### EXCERPT PROVIDED:
Gagron Fort (Hindi/Rajasthani: गागरोन का किला) is a hill and water fort and is situated in Jhalawar district of Rajasthan, in the Hadoti region of India. It is an example of a hill and water fort. The fort was built by Bijaldev Singh Dod (a Rajput king) 
in the twelfth century. Later, the fort has also been controlled by Sher Shah and Akbar. The fort is constructed on the confluence of Ahu River and Kali Sindh River. The fort is surrounded by water on three sides and a moat on the forth side and hence earned the name Jaladurg (Hindi/Rajasthani: जलदुर्ग, translation: Water Fort). It was designated a UNESCO world heritage site in 2013 as a part of Hill Forts in Rajasthan.

History 
Gagron fort was constructed during the twelfth century by the king Bijaldev and the fort was ruled by the Khinchi kingdom for 300 years. The exact date on which the fort was constructed remains a mystery but historians estimate that the fort was constructed from the seventh century to the fourteenth century.

### LIST OF TASKS:
- a) Answer from the Gagron Fort passage, each on its own line:
(i) Which two rivers meet at the site where the fort is built?
(ii) In what year was the fort designated a UNESCO world heritage site?
(iii) Which kingdom ruled the fort for 300 years?
- b) Name every person the Gagron Fort passage mentions as having built or controlled the fort.

### PROVIDED INFORMATION:

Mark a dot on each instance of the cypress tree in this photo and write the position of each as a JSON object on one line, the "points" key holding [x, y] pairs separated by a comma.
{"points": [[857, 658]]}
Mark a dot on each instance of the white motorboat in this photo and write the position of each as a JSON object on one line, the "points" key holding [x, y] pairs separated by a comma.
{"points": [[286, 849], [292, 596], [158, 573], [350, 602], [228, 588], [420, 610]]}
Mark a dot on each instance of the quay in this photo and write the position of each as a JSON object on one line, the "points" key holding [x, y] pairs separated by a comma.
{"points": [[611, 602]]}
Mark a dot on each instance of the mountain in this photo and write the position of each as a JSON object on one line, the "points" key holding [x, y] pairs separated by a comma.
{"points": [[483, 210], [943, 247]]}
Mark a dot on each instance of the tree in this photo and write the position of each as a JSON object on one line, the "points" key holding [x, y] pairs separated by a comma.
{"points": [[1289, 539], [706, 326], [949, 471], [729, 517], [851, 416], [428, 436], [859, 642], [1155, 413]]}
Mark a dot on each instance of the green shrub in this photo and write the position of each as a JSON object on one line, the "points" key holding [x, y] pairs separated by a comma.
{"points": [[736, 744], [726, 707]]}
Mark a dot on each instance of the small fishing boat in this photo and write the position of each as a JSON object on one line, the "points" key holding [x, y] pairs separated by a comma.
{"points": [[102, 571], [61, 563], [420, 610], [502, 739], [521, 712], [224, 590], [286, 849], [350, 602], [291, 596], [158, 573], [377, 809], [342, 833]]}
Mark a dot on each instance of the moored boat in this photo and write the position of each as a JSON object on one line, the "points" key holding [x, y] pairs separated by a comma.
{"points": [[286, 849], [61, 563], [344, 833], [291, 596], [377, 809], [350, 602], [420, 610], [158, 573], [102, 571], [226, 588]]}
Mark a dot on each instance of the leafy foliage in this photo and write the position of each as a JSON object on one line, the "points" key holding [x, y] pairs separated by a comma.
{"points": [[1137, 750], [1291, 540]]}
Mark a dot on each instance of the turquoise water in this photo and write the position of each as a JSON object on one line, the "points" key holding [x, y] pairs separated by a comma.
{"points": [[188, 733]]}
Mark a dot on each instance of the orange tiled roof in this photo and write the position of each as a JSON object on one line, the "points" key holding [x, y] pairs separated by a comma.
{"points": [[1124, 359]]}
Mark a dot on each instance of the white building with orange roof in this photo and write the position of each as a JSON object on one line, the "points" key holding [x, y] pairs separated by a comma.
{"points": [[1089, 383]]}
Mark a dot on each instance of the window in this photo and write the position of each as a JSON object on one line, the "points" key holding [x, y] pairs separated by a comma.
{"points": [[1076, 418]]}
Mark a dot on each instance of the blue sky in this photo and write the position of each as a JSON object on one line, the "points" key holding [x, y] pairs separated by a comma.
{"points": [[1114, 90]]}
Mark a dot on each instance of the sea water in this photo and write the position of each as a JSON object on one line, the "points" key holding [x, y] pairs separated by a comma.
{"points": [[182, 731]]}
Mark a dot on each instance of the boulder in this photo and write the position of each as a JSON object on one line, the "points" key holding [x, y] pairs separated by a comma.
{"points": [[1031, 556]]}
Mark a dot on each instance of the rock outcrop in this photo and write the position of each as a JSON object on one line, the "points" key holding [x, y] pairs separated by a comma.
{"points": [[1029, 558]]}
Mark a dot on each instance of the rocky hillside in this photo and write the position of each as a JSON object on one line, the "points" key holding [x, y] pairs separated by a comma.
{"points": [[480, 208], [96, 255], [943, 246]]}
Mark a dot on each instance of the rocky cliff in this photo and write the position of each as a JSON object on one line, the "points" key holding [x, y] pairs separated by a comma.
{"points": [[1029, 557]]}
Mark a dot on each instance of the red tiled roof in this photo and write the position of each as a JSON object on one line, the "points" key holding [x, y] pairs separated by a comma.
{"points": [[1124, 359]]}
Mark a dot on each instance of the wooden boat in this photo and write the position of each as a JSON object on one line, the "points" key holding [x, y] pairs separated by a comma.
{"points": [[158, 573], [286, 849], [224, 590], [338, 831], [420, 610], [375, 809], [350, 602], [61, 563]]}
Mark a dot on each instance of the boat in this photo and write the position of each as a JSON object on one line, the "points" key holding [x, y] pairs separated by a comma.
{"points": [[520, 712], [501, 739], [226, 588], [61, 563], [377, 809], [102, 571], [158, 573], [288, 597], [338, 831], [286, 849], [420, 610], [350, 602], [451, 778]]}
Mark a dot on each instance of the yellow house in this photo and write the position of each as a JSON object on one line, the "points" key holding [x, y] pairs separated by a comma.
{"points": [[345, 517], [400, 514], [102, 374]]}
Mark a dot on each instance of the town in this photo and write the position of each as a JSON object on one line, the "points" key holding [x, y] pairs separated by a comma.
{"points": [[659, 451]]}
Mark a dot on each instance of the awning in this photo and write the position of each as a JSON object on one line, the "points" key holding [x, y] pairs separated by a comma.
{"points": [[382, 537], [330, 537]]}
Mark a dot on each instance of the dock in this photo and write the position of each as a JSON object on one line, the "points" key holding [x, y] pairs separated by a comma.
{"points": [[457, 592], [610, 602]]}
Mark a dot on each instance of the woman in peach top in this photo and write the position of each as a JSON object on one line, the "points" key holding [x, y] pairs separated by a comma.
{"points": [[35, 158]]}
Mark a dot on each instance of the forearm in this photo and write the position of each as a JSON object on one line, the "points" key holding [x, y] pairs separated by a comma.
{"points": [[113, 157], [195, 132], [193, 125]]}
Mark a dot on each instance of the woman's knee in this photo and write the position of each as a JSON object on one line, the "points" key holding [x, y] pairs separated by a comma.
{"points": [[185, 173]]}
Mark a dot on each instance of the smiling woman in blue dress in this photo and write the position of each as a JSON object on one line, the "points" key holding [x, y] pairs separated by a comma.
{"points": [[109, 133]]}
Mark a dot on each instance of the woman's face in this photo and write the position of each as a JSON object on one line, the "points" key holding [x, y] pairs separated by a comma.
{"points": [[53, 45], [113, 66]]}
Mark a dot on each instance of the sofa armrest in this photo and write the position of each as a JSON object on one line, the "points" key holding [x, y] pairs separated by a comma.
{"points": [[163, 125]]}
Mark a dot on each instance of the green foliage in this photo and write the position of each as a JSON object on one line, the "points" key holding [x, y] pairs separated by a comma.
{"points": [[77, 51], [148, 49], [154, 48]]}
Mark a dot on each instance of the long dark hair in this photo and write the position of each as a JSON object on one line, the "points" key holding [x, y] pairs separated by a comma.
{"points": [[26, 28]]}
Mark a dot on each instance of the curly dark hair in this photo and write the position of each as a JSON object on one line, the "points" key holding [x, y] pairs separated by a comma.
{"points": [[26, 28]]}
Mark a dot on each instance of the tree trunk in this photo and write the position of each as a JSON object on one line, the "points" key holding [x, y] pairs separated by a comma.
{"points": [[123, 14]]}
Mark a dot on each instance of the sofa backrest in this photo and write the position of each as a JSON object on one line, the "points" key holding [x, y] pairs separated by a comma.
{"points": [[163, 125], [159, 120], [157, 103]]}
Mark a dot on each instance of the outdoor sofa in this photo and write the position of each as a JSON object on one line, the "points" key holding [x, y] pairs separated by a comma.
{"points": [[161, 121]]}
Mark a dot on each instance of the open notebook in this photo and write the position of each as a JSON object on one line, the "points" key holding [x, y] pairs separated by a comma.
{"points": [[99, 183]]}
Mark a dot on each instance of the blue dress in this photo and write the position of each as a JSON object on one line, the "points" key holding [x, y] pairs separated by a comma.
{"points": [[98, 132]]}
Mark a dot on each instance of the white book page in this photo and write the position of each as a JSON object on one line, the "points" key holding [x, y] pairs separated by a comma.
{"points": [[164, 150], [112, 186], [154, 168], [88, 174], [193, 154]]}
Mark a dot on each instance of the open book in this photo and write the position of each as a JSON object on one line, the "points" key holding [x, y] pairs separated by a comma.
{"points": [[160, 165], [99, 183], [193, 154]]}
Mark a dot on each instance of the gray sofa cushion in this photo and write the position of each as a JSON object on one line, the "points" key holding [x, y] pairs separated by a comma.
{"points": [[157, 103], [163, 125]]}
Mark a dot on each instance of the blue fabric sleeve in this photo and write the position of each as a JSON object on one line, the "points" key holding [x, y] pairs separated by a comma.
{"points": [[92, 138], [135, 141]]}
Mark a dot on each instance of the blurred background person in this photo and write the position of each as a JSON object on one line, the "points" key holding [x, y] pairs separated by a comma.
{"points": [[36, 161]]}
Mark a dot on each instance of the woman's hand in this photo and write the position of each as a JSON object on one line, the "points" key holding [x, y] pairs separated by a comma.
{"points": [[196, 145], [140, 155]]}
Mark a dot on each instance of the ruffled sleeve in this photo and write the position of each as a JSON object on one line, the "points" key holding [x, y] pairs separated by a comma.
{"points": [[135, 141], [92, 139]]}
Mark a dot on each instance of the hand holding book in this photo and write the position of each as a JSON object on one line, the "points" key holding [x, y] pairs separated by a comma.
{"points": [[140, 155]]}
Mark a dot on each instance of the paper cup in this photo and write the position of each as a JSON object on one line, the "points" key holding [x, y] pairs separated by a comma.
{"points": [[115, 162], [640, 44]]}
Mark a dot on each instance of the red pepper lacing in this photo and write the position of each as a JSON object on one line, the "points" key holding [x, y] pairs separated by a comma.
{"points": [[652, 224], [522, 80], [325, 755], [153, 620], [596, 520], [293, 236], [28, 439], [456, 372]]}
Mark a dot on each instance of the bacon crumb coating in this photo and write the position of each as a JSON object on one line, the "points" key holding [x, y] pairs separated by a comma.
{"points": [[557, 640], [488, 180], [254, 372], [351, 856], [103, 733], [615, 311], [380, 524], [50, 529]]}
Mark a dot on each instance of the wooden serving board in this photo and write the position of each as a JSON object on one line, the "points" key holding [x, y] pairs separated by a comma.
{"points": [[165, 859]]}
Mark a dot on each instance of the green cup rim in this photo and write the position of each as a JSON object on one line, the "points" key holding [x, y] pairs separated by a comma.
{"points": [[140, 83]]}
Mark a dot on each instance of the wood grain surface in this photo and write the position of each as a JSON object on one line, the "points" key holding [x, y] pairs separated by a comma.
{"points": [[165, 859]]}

### RESPONSES FOR EACH TASK:
- a)
(i) The Ahu River and the Kali Sindh River
(ii) 2013
(iii) The Khinchi kingdom

- b)
Bijaldev Singh Dod (also called Bijaldev)
Sher Shah
Akbar